>> start Supplied data

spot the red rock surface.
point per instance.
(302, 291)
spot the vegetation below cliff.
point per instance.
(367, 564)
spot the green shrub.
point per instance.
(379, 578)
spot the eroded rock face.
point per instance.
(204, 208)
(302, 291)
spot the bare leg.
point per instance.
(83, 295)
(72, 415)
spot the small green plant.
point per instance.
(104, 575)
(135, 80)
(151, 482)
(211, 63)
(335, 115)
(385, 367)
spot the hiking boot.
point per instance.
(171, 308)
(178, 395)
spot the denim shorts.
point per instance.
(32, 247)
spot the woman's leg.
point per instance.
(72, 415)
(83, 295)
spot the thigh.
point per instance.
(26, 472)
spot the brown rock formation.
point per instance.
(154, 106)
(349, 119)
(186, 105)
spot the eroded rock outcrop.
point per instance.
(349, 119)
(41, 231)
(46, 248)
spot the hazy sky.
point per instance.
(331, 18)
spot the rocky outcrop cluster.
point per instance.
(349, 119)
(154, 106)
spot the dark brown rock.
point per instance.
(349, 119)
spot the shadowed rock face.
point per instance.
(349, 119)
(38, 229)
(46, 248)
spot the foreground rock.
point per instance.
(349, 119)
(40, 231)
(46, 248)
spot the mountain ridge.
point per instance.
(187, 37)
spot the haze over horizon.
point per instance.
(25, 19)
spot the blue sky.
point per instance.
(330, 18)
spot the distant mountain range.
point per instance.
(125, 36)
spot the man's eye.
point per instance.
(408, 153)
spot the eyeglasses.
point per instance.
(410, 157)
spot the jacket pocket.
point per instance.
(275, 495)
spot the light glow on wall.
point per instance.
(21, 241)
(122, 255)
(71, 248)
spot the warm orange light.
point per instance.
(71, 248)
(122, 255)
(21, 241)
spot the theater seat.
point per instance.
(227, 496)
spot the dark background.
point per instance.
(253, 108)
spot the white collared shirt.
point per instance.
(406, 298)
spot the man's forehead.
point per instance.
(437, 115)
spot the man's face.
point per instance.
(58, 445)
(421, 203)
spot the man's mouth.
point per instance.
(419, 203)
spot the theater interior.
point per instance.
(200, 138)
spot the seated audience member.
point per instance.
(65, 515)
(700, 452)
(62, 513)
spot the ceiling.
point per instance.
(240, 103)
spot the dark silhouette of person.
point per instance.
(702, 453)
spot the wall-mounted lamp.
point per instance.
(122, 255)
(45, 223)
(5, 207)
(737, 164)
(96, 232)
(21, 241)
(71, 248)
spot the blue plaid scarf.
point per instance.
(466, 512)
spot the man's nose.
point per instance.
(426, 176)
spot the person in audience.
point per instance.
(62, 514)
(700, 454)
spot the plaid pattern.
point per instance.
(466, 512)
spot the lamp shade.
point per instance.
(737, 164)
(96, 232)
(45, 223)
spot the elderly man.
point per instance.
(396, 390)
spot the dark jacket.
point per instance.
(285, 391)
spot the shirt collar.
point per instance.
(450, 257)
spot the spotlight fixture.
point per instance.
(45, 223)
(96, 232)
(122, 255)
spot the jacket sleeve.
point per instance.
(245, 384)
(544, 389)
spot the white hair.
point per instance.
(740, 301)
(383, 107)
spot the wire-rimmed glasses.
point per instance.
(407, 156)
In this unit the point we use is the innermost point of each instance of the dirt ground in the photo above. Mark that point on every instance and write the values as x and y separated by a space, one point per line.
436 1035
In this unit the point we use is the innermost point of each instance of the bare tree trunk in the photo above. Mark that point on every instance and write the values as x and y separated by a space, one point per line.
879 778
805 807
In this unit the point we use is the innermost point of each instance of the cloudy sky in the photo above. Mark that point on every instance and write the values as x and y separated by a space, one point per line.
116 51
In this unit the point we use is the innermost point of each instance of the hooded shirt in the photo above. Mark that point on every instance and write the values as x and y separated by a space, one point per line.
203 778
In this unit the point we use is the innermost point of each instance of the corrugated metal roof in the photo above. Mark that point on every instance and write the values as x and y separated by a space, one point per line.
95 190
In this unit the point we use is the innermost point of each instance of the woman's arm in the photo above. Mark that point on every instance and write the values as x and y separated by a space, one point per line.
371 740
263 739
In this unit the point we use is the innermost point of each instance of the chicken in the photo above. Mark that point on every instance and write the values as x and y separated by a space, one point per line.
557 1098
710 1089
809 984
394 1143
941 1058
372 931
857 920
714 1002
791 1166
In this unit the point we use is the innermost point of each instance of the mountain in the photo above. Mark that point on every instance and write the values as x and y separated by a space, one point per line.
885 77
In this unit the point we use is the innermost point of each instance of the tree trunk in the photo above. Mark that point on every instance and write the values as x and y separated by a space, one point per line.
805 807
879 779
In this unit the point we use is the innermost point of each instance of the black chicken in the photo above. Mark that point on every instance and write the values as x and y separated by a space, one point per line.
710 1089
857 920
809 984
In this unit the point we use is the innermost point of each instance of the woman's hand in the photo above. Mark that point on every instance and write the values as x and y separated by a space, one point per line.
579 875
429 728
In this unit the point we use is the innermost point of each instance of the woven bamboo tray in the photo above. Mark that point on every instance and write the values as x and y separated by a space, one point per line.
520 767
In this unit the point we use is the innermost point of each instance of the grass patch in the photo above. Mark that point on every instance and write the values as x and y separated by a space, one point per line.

>> end Supplied data

Short problem: Format all of the records above as a numbered list with one line per item, leaving out any blank lines.

Written solution:
1. spot the red rock surface.
2. point per instance.
3. (302, 291)
4. spot the vegetation below cliff.
5. point per instance.
6. (367, 564)
7. spot the green shrub.
8. point per instance.
9. (379, 578)
10. spot the eroded rock face.
11. point per instance.
12. (204, 208)
13. (302, 291)
14. spot the bare leg.
15. point per instance.
16. (83, 295)
17. (72, 415)
18. spot the small green plant.
19. point per instance.
20. (104, 575)
21. (135, 80)
22. (151, 482)
23. (211, 63)
24. (335, 115)
25. (385, 367)
26. spot the hiking boot.
27. point per instance.
28. (171, 308)
29. (178, 395)
30. spot the denim shorts.
31. point per instance.
32. (32, 247)
33. spot the woman's leg.
34. point per instance.
35. (72, 415)
36. (83, 295)
37. spot the thigh.
38. point per instance.
39. (26, 472)
40. spot the brown rock formation.
41. point per instance.
42. (154, 106)
43. (349, 119)
44. (186, 105)
45. spot the eroded rock outcrop.
46. point per instance.
47. (349, 119)
48. (41, 231)
49. (46, 248)
50. spot the hazy sky.
51. point per instance.
52. (331, 18)
53. spot the rocky outcrop cluster.
54. point per instance.
55. (349, 119)
56. (154, 106)
57. spot the dark brown rock.
58. point per instance.
59. (349, 119)
60. spot the shadowed rock face.
61. point per instance.
62. (349, 119)
63. (38, 229)
64. (46, 248)
65. spot the foreground rock.
66. point per instance.
67. (349, 119)
68. (40, 231)
69. (46, 248)
70. spot the mountain ridge.
71. point per instance.
72. (187, 37)
73. spot the haze over horizon.
74. point per instance.
75. (25, 19)
76. spot the blue sky.
77. point per instance.
78. (330, 18)
79. spot the distant mountain range.
80. point per instance.
81. (125, 36)
82. spot the man's eye.
83. point per instance.
84. (408, 153)
85. spot the eyeglasses.
86. point per instance.
87. (410, 157)
88. spot the jacket pocket.
89. point per instance.
90. (275, 495)
91. spot the light glow on wall.
92. point per instance.
93. (21, 241)
94. (122, 255)
95. (71, 248)
96. spot the warm orange light.
97. point per instance.
98. (71, 248)
99. (122, 255)
100. (21, 241)
101. spot the theater seat.
102. point per instance.
103. (227, 496)
104. spot the dark background.
105. point per instance.
106. (253, 108)
107. spot the white collared shirt.
108. point per instance.
109. (406, 298)
110. spot the man's forehead.
111. point per instance.
112. (437, 115)
113. spot the man's face.
114. point per instance.
115. (58, 445)
116. (421, 203)
117. spot the man's mouth.
118. point per instance.
119. (419, 203)
120. spot the theater interior.
121. point per instance.
122. (200, 138)
123. spot the seated audience member.
124. point per instance.
125. (65, 515)
126. (700, 452)
127. (62, 513)
128. spot the ceiling.
129. point per instance.
130. (240, 103)
131. spot the dark silhouette of person.
132. point per instance.
133. (702, 453)
134. spot the wall-mounted lamp.
135. point per instance.
136. (122, 255)
137. (45, 223)
138. (5, 207)
139. (737, 164)
140. (96, 232)
141. (21, 241)
142. (71, 248)
143. spot the blue plaid scarf.
144. point per instance.
145. (466, 512)
146. spot the man's nose.
147. point per instance.
148. (426, 176)
149. spot the person in audience.
150. point per instance.
151. (62, 514)
152. (700, 454)
153. spot the plaid pattern.
154. point per instance.
155. (466, 512)
156. spot the lamp shade.
157. point per instance.
158. (737, 164)
159. (96, 232)
160. (45, 223)
161. spot the elderly man.
162. point per instance.
163. (396, 390)
164. spot the dark jacket.
165. point per instance.
166. (285, 391)
167. spot the shirt collar.
168. point per instance.
169. (450, 257)
170. spot the spotlight fixture.
171. point per instance.
172. (45, 223)
173. (96, 232)
174. (122, 255)
175. spot the jacket sleeve.
176. point per instance.
177. (245, 384)
178. (544, 389)
179. spot the white hair.
180. point per instance.
181. (740, 301)
182. (383, 107)
183. spot the wire-rimmed glasses.
184. point per instance.
185. (407, 156)
186. In this unit the point we use is the innermost point of each instance of the dirt ground in the photo above. Mark that point on every instance and write the values as x and y separated by a space, one point per line.
187. 436 1035
188. In this unit the point we use is the innermost point of each instance of the bare tree trunk in the photo above. Mark that point on every instance and write the values as x and y separated by a space, one point per line.
189. 879 778
190. 805 807
191. In this unit the point we use is the innermost point of each instance of the cloudy sky in the photo above. Mark that point on every instance and write the values as x and y separated by a space, one point per line.
192. 116 51
193. In this unit the point we use is the innermost point of each instance of the hooded shirt in the photo above. Mark that point on every instance and write the values as x and y separated by a space, one point per line.
194. 203 778
195. In this unit the point we use is the innermost point of each instance of the corrugated metal roof in the photo above. Mark that point on every instance and write the values as x and y separated by a space, one point per line.
196. 95 190
197. In this unit the point we use is the innermost point of each instance of the woman's arm in the photo above. Mark that point on every instance and write the values as x and y separated by a space, one point per line.
198. 371 740
199. 263 739
200. In this unit the point we use is the innermost point of each instance of the chicken in the photo above. Mark that point on every instance and write the values as x and y separated by a space, one point per line.
201. 557 1098
202. 710 1089
203. 809 984
204. 394 1143
205. 941 1058
206. 372 931
207. 857 920
208. 714 1002
209. 791 1166
210. In this unit the point we use is the innermost point of each instance of the mountain in the photo above. Mark that point on every instance and write the values as x and y separated by a space, one point per line.
211. 885 77
212. In this unit the point we use is the innermost point of each instance of the tree trunk in the photo above. Mark that point on every instance and write the values as x and y separated by a space, one point per line.
213. 805 807
214. 879 779
215. In this unit the point we use is the innermost point of each instance of the black chicken in the photo above. Mark that point on every instance and write the values as x and y separated by a space, one point per line.
216. 710 1089
217. 857 920
218. 809 984
219. In this unit the point we use is the innermost point of each instance of the woman's hand in the photo above. Mark that point on every instance and write the values as x and y separated by a space, one point per line.
220. 579 875
221. 429 728
222. In this unit the point we use is the innermost point of each instance of the woven bamboo tray in the photo above. Mark that point on every instance and write the values as x and y separated by a space, one point per line.
223. 520 767
224. In this unit the point we use is the innermost point of each instance of the grass patch in the photo above. Mark that point on every instance and write the values as x and y separated by a space, one point per line.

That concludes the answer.